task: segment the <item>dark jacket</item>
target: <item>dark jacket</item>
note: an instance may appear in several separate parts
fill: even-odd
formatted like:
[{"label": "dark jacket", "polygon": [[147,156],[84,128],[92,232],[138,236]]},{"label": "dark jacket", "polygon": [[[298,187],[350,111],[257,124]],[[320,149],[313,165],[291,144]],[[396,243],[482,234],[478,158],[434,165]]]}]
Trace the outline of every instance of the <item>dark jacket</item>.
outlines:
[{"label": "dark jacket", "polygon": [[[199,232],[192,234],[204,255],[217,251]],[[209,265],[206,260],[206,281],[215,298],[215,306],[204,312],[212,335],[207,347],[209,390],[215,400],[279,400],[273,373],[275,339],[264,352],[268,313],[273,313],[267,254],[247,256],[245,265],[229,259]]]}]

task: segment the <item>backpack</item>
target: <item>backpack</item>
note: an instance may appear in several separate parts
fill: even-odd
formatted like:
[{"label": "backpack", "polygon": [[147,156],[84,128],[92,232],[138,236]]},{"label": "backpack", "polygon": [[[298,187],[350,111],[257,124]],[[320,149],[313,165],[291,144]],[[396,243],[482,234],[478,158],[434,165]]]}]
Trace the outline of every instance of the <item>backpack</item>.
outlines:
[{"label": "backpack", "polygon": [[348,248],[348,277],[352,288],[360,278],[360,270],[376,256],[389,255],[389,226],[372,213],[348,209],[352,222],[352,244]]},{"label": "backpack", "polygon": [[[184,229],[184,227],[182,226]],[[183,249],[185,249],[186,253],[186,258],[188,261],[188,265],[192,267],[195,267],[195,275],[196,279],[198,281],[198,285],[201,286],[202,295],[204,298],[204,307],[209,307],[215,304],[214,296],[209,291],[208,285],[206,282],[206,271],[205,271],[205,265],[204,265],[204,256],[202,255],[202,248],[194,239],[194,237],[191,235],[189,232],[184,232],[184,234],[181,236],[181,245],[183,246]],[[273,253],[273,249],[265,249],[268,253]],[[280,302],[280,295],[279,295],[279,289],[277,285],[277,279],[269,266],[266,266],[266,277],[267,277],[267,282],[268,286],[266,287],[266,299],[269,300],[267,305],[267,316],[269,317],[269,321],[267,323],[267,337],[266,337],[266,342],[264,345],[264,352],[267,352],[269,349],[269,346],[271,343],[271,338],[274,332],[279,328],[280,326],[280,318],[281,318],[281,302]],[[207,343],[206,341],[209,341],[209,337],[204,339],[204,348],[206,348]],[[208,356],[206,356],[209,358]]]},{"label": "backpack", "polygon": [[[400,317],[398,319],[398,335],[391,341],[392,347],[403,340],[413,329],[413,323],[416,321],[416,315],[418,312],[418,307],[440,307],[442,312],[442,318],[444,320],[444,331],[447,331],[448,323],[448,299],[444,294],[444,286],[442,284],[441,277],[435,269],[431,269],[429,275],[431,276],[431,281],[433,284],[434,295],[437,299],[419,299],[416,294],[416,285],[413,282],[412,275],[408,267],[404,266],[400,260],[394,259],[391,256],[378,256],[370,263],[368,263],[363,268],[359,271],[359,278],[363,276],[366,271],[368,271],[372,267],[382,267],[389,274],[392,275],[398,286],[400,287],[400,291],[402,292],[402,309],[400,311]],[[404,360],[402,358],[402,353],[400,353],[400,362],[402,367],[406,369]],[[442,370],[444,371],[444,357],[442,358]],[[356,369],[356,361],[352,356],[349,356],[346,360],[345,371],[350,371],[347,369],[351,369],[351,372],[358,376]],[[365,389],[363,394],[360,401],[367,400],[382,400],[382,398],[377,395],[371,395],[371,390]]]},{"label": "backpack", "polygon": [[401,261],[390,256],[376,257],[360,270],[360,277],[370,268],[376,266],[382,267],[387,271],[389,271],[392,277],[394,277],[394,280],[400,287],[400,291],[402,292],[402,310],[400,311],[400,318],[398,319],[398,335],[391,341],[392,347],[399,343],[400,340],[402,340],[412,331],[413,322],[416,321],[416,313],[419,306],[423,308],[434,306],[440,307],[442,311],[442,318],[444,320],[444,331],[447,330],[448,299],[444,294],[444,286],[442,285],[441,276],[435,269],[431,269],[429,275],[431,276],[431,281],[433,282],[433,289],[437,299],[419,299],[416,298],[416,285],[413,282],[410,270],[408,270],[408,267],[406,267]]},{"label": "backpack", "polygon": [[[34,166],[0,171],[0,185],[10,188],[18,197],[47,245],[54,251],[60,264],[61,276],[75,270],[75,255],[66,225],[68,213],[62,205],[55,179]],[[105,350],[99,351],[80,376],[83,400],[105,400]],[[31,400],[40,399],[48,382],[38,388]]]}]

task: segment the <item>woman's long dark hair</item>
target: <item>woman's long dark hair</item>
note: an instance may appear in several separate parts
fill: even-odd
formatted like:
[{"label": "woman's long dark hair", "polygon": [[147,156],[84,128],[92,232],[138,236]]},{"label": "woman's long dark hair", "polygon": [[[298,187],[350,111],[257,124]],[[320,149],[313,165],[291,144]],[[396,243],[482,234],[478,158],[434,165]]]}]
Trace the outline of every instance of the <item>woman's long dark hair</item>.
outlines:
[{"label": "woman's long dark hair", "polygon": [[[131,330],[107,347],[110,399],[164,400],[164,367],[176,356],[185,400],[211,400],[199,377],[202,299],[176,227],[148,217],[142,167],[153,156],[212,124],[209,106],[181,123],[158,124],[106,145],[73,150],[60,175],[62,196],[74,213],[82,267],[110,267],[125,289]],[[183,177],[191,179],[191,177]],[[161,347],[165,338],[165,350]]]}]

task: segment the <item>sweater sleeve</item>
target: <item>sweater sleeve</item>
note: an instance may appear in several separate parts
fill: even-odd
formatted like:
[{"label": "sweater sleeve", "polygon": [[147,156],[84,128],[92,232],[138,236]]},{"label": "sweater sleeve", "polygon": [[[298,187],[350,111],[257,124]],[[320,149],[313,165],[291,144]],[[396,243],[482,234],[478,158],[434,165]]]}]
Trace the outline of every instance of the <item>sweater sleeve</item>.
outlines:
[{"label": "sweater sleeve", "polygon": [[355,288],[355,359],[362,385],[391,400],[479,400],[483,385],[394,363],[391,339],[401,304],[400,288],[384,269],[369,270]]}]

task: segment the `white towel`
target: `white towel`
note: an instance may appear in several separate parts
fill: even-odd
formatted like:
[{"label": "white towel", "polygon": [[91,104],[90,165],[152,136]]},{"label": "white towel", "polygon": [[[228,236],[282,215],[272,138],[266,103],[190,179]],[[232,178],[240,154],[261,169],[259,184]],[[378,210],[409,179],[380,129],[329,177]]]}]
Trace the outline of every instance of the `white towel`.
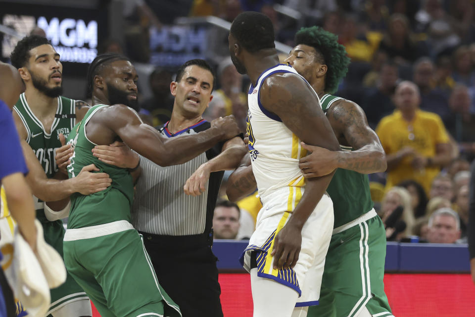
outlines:
[{"label": "white towel", "polygon": [[43,229],[35,220],[37,231],[37,259],[28,244],[15,230],[12,269],[13,292],[32,316],[43,317],[51,302],[49,289],[66,280],[66,268],[61,256],[43,238]]}]

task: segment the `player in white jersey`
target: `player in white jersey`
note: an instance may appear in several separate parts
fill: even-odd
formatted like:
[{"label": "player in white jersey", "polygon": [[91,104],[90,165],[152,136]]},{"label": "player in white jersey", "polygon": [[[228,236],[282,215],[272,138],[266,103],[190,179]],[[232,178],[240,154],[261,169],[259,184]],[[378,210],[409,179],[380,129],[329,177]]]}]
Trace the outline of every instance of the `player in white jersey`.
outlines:
[{"label": "player in white jersey", "polygon": [[248,147],[263,206],[241,257],[251,273],[254,316],[304,317],[318,303],[331,237],[333,207],[325,191],[333,173],[304,179],[301,142],[332,151],[338,142],[313,89],[279,64],[269,18],[239,14],[228,39],[238,71],[251,80]]}]

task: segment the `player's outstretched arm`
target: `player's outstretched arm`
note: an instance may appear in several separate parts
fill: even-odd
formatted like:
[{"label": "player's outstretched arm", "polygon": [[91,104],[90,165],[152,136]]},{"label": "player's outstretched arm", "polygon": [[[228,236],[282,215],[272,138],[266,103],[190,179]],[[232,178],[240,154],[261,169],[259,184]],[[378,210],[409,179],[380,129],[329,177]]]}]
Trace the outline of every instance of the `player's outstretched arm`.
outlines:
[{"label": "player's outstretched arm", "polygon": [[21,173],[14,173],[1,180],[5,189],[8,210],[25,240],[33,251],[36,250],[36,214],[31,199],[31,191]]},{"label": "player's outstretched arm", "polygon": [[[285,73],[269,77],[261,88],[260,97],[264,107],[279,116],[306,144],[330,151],[339,150],[317,95],[299,76]],[[307,180],[302,199],[276,236],[272,251],[275,268],[293,267],[296,264],[302,244],[302,228],[325,193],[333,173]]]},{"label": "player's outstretched arm", "polygon": [[229,175],[226,195],[230,201],[237,202],[252,194],[257,188],[250,157],[246,154],[241,160],[239,167]]},{"label": "player's outstretched arm", "polygon": [[326,175],[338,167],[362,174],[386,170],[382,146],[359,106],[347,101],[336,102],[328,110],[327,117],[336,134],[344,136],[354,151],[332,152],[302,145],[312,152],[302,158],[299,164],[306,178]]},{"label": "player's outstretched arm", "polygon": [[213,120],[211,128],[199,133],[169,139],[143,123],[137,112],[123,105],[104,108],[95,116],[99,116],[95,122],[114,131],[131,149],[162,166],[185,163],[239,133],[233,116]]},{"label": "player's outstretched arm", "polygon": [[187,180],[183,190],[187,195],[198,196],[206,189],[210,174],[221,170],[231,170],[239,165],[241,158],[247,151],[239,137],[228,140],[223,145],[221,153],[202,164]]}]

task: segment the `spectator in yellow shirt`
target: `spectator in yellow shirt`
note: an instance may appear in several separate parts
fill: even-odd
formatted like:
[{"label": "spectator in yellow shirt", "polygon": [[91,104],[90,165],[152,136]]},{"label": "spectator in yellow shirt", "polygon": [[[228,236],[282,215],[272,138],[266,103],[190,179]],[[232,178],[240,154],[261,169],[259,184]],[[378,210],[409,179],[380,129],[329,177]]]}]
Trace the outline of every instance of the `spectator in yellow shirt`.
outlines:
[{"label": "spectator in yellow shirt", "polygon": [[407,179],[422,185],[428,193],[432,179],[451,160],[448,135],[440,117],[419,109],[417,86],[403,81],[396,88],[396,110],[376,128],[387,160],[386,189]]}]

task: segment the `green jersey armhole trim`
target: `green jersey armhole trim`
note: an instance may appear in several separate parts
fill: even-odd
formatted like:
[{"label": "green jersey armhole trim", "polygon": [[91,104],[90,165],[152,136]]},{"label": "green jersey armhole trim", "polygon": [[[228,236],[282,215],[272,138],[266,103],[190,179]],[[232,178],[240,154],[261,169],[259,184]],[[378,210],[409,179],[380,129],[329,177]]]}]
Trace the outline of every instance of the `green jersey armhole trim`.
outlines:
[{"label": "green jersey armhole trim", "polygon": [[86,139],[88,141],[89,141],[91,143],[91,144],[94,144],[95,146],[98,145],[96,144],[93,141],[89,140],[89,138],[88,137],[88,135],[86,134],[86,126],[88,124],[88,122],[89,122],[89,119],[91,119],[91,117],[92,117],[92,116],[94,115],[94,114],[96,112],[97,112],[97,111],[98,111],[100,109],[102,109],[104,107],[107,107],[107,106],[107,106],[107,105],[101,105],[99,106],[98,106],[94,110],[93,110],[93,111],[91,112],[91,114],[89,115],[89,116],[88,116],[87,118],[86,119],[86,121],[84,122],[84,126],[83,127],[83,129],[84,129],[84,136],[86,137]]}]

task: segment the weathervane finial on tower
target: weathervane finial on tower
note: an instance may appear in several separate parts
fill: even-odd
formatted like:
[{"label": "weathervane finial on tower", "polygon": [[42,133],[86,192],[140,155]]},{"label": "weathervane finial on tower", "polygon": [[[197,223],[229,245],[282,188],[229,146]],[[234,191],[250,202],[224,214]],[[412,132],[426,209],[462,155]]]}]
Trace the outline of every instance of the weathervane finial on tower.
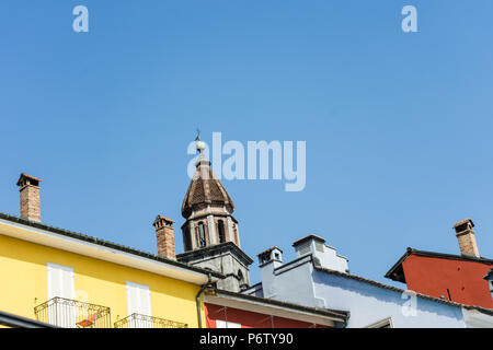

* * *

Extract each line of the records above that contains the string "target", and copy those lines out in full.

target: <item>dark jacket</item>
target: <item>backpack</item>
target: <item>woman's long dark hair</item>
target: <item>sweater sleeve</item>
target: `white towel`
target: `player in white jersey`
target: `player's outstretched arm`
target: `spectator in yellow shirt`
target: `green jersey armhole trim`
target: weathervane finial on tower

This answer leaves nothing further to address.